*SET TASK:* Edit the rows below so that "tree foliage" becomes "tree leaves" everywhere it appears, and leave every other part as it is.

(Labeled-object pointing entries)
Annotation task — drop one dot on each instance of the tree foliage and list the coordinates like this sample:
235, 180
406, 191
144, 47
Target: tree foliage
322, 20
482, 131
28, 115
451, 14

*OUTPUT:*
Annotation task — drop one dot on each instance of the tree leaves and list the coordinates like this sample:
235, 180
406, 191
144, 47
Target: tree leaves
322, 20
482, 131
28, 115
451, 14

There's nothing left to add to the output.